● WHAT TO PRODUCE: Take the entries below and reproduce them word for word.

● TASK MATERIAL:
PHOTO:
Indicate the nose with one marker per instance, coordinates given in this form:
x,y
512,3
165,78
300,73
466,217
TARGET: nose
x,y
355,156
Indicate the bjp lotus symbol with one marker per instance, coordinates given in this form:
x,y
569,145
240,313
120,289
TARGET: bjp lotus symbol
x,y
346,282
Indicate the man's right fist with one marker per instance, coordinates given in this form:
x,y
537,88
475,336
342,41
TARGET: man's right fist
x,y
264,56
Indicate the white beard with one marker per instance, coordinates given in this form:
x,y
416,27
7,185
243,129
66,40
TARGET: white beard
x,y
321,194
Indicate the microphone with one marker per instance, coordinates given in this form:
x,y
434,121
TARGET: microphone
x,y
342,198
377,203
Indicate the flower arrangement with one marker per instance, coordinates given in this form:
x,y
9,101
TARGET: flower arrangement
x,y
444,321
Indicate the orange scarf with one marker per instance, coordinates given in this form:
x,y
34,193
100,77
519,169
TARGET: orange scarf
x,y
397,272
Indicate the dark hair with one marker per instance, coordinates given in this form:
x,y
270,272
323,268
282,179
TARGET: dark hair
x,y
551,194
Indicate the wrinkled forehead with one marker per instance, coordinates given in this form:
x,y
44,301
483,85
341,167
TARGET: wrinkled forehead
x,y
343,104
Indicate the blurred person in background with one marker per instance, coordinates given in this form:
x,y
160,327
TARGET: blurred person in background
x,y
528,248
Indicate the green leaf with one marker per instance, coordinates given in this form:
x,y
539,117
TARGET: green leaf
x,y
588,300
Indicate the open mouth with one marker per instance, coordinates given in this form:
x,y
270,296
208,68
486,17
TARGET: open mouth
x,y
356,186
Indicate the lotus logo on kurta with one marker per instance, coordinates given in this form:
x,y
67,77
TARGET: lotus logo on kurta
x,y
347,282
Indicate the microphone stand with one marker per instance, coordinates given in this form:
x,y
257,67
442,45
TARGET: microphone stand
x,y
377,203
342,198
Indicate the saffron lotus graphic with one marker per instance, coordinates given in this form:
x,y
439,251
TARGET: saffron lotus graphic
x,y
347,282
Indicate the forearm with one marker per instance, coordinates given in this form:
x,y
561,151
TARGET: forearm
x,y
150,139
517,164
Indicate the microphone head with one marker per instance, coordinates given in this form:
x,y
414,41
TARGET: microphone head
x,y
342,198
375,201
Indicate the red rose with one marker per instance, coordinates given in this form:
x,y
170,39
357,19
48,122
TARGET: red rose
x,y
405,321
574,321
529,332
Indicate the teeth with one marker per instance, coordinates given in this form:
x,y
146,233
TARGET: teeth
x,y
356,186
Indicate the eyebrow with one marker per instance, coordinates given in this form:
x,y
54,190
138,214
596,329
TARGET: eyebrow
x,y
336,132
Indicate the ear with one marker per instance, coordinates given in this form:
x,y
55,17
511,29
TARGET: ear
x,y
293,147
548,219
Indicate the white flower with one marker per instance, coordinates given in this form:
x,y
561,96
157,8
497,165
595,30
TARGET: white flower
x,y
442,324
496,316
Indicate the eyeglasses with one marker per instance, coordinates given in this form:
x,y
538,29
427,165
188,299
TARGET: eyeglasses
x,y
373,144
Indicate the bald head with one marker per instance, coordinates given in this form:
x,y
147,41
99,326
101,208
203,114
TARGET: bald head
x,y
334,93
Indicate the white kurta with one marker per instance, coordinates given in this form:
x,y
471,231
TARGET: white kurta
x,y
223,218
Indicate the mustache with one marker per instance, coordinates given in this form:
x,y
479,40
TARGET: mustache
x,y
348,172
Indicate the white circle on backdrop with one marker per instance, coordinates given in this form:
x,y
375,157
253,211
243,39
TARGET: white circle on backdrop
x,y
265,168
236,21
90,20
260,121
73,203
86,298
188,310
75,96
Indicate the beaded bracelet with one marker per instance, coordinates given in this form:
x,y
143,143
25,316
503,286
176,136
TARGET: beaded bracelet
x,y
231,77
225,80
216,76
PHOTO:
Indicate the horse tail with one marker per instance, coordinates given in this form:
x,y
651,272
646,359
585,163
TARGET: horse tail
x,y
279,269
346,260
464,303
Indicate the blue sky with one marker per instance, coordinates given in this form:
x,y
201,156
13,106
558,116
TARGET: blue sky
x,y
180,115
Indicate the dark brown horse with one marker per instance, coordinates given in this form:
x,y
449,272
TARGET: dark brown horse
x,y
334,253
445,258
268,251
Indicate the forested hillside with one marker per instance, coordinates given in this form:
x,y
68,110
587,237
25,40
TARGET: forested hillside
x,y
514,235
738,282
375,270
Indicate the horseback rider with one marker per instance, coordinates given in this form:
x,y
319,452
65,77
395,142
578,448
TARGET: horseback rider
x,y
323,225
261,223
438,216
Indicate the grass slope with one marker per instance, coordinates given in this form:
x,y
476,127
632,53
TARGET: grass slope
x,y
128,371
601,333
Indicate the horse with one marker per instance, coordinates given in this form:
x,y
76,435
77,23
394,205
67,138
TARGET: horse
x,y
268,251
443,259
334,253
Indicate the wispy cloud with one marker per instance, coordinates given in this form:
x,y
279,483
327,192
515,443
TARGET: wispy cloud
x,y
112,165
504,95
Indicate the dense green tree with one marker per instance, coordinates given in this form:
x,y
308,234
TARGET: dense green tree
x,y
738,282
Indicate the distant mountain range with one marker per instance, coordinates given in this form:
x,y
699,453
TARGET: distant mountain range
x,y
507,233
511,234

● RESPONSE BELOW:
PHOTO:
Indicate the nose with one marker per instance, coordinates given in this form:
x,y
512,3
165,78
300,73
466,217
TARGET: nose
x,y
355,156
Indicate the bjp lotus symbol with one marker per instance, coordinates given in this form:
x,y
569,145
240,313
120,289
TARGET: bjp lotus symbol
x,y
346,282
Indicate the man's right fist with one marker per instance, coordinates given in this form:
x,y
537,88
475,336
342,41
TARGET: man's right fist
x,y
264,56
Indicate the white beard with one marker per instance, coordinates given in this form:
x,y
416,27
7,185
243,129
66,40
TARGET: white beard
x,y
321,194
Indicate the microphone with one marker per instance, coordinates given in this form:
x,y
434,121
TARGET: microphone
x,y
342,198
377,203
Indicate the flower arrangement with one marker per instance, coordinates given in this form:
x,y
9,101
TARGET: flower arrangement
x,y
444,321
Indicate the orange scarf with one marker per instance, coordinates given in this form:
x,y
34,193
100,77
519,169
TARGET: orange scarf
x,y
397,272
Indicate the dark hair with one marker per instance, coordinates given in this form:
x,y
270,272
323,268
282,179
TARGET: dark hair
x,y
551,194
Indicate the wrinkled forehead with one marker per instance, coordinates given in this form:
x,y
44,301
483,85
341,167
TARGET: wrinkled forehead
x,y
343,104
Indicate the blurred person in background with one marker per instance, coordinates given in this form:
x,y
160,327
TARGET: blurred person in background
x,y
528,248
Indicate the green leaf with one marker per instance, coordinates given in this form:
x,y
539,117
TARGET: green leaf
x,y
588,300
Indicate the open mouth with one marker per instance, coordinates given in this form:
x,y
270,296
208,68
486,17
TARGET: open mouth
x,y
356,186
Indicate the lotus logo on kurta with one marker per instance, coordinates given in this form:
x,y
67,77
TARGET: lotus logo on kurta
x,y
347,282
Indicate the microphone stand with one marker per instance, coordinates given in this form:
x,y
257,67
442,45
TARGET: microphone stand
x,y
377,203
342,198
Indicate the saffron lotus graphic with one marker per instance, coordinates given in this form:
x,y
439,251
TARGET: saffron lotus graphic
x,y
347,282
Indicate the forearm with one marker per instance, coordinates given in this form:
x,y
561,151
TARGET: forearm
x,y
150,139
517,164
Indicate the microphone head with one marker per instance, coordinates given in this form:
x,y
414,41
TARGET: microphone head
x,y
342,198
375,201
Indicate the red rose with one marker per instance, coordinates given in this form:
x,y
170,39
357,19
48,122
TARGET: red rose
x,y
405,321
574,321
529,332
Indicate the teeth with one marker per instance, coordinates given in this form:
x,y
146,233
TARGET: teeth
x,y
356,186
Indicate the eyebrow with one marker per instance, coordinates given in this form:
x,y
54,190
138,214
596,329
TARGET: eyebrow
x,y
336,132
Indicate the ear with one marker per instance, coordinates given in this form:
x,y
55,17
511,29
TARGET: ear
x,y
293,147
548,219
Indicate the white flower with one marker per instance, coordinates given in this form:
x,y
561,96
157,8
497,165
595,30
TARGET: white flower
x,y
442,324
496,316
Indicate the eyeglasses with one marker per instance, coordinates given in this form:
x,y
538,29
427,165
188,299
TARGET: eyeglasses
x,y
373,144
Indicate the bald head with one marker per instance, coordinates given in this form:
x,y
147,41
99,326
101,208
203,114
TARGET: bald head
x,y
334,93
Indicate the white kurta with one marker per instance, coordinates given in this form:
x,y
471,231
TARGET: white kurta
x,y
223,218
Indicate the mustache with one marker per instance, coordinates given in this form:
x,y
479,40
TARGET: mustache
x,y
348,172
Indicate the white circle on backdrop with one marker per instance, coordinates given in this form:
x,y
375,157
253,211
243,39
TARGET: white circle on backdrop
x,y
265,168
236,21
90,20
260,121
73,203
86,298
188,310
75,96
Indicate the beaded bracelet with one marker per instance, coordinates given in this form:
x,y
143,143
25,316
503,286
176,136
TARGET: beaded bracelet
x,y
231,77
225,80
216,76
PHOTO:
Indicate the horse tail with one marker per instance, coordinates given in this form:
x,y
651,272
646,359
585,163
TARGET: horse tail
x,y
279,269
346,260
464,303
Indicate the blue sky with one marker per instance, coordinates given in this form:
x,y
201,156
13,106
558,116
TARGET: blue sky
x,y
180,115
Indicate the dark brown horse with one marker per instance, coordinates given in this form:
x,y
449,272
TARGET: dark brown horse
x,y
334,253
445,258
268,251
Indicate the forested hillside with one marker per instance, coordinates given in this form:
x,y
68,110
587,237
25,40
TARGET: forested hillside
x,y
514,235
738,282
375,270
Indicate the horseback rider with one marker per instance, coordinates given in this form:
x,y
319,452
65,77
395,142
578,448
TARGET: horseback rider
x,y
323,225
261,223
438,216
Indicate the grass slope with one marker per instance, coordinates given in this form:
x,y
476,127
632,53
TARGET: grass slope
x,y
128,371
601,333
Indicate the horse with one marker per instance, coordinates given in this form:
x,y
76,435
77,23
394,205
67,138
TARGET: horse
x,y
268,251
443,259
334,253
Indicate the wispy cloud with one marker per instance, coordinates given in this form:
x,y
279,483
327,192
515,443
TARGET: wispy cloud
x,y
112,165
504,95
Indicate the dense green tree with one marker per instance, coordinates given in this form:
x,y
308,234
TARGET: dense green tree
x,y
738,282
Indicate the distant mountain range with one marker per instance, coordinates given in this form:
x,y
699,453
TARGET: distant mountain range
x,y
507,233
511,234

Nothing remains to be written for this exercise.